CBC News: Do countries lose religion as they gain wealth?
Poor nations have the highest proportion of people who identify as religious
The world's poorest nations are also some of its most religious – but does that mean religion can't flourish in a prosperous society?
Gregory Paul doesn't think it can. After constructing a "Successful Societies Scale" that compared 25 socioeconomic indicators against statistics on religious belief and practice in 17 developed nations, the Baltimore-based paleontologist concluded in a 2009 study that "religion is most able to thrive in seriously dysfunctional societies."
Gregory, who is a freelance researcher not affiliated with any institution, compiled data on everything from homicide rates and income inequality to infant mortality and teenage pregnancies and found that the societies that scored the best on socioeconomic indicators were also the most secular.
"The correlation between religiosity and successful societies is somewhere around 0.7. Zero is no correlation and one is a perfect correlation, so it's a really good correlation, and it's not just an accident," he told CBC News. ...
... Sociologists have argued that the social benefits of religion take on greater importance, the fewer resources and the less control people have over their own lives.
"Religion becomes less central as people's lives become less vulnerable to the constant threat of death, disease and misfortune," Norris and Inglehart write in their 2004 book, Sacred and Secular: Religion and Politics Worldwide.
"As lives gradually become more comfortable and secure, people in more affluent societies usually grow increasingly indifferent to religious values, more skeptical of supernatural beliefs and less willing to become actively engaged in religious institutions." ...

★ ★ ★ ★

*YOUR INSTRUCTIONS*
Could you reproduce the passage from the CBC article on religion and wealth word for word, beginning at the words "Poor nations have" and stopping after "a prosperous society?"?

★ ★ ★ ★

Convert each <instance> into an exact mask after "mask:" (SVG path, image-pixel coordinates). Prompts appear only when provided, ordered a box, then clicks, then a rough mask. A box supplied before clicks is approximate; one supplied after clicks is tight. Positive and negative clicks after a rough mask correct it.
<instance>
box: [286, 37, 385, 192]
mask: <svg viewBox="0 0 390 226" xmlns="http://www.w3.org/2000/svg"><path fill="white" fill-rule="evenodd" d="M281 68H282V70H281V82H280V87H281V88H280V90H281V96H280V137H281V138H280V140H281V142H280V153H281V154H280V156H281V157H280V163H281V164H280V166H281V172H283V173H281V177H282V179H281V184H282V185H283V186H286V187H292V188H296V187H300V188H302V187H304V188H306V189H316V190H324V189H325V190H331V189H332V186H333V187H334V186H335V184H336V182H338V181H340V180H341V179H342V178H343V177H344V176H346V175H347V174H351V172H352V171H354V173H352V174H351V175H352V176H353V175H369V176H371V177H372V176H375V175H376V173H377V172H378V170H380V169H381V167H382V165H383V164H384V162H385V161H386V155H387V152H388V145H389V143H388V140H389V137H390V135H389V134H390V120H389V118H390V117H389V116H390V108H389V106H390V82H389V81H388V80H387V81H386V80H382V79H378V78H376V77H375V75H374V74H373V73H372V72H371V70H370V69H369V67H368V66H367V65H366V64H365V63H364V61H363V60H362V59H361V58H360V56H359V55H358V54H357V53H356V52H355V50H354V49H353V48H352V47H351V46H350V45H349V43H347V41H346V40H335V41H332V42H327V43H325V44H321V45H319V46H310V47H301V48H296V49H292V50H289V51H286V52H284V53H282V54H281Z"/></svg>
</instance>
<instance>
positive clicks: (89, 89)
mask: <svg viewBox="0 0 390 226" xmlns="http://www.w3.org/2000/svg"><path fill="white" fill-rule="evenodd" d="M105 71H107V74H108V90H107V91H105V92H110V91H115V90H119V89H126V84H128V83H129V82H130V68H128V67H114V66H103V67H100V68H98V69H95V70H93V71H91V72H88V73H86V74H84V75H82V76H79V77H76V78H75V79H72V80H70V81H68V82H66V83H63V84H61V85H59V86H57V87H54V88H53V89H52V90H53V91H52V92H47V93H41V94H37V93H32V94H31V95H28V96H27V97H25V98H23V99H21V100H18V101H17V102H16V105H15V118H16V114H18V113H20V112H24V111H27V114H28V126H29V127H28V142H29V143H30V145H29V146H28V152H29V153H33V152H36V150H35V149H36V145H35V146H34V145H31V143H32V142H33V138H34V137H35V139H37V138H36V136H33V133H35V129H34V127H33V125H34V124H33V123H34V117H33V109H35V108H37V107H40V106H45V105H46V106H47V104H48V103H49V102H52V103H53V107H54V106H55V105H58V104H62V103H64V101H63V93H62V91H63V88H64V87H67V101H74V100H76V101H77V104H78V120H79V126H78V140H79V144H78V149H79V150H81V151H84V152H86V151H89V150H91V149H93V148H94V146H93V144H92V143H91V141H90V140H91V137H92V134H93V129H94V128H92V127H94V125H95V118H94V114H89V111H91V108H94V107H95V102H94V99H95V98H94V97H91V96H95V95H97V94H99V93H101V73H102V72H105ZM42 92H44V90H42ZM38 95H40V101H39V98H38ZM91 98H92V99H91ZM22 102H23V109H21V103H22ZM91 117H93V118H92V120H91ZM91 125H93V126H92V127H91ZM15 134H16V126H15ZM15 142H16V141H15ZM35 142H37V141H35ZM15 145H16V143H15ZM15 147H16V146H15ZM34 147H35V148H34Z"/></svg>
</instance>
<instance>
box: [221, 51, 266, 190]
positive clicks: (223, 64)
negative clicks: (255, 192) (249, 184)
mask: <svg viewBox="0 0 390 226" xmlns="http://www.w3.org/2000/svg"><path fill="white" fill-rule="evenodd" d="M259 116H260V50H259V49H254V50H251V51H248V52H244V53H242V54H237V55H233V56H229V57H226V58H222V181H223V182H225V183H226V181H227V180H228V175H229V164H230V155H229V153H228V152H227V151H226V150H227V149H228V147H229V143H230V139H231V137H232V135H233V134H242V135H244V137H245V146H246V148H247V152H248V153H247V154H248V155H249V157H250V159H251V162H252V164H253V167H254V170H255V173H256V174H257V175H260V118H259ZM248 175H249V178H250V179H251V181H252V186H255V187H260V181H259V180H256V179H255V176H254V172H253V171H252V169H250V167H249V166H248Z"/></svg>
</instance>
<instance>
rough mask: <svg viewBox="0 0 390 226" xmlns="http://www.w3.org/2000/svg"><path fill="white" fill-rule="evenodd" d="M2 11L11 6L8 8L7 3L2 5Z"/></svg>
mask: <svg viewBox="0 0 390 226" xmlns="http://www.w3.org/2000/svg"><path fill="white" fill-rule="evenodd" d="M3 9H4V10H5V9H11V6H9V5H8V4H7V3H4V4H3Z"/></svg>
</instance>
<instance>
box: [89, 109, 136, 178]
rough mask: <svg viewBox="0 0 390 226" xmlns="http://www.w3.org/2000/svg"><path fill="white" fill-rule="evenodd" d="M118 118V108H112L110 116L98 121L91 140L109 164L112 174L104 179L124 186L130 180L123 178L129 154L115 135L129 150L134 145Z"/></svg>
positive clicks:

★ ★ ★ ★

*EXERCISE RESPONSE*
Poor nations have the highest proportion of people who identify as religious
The world's poorest nations are also some of its most religious – but does that mean religion can't flourish in a prosperous society?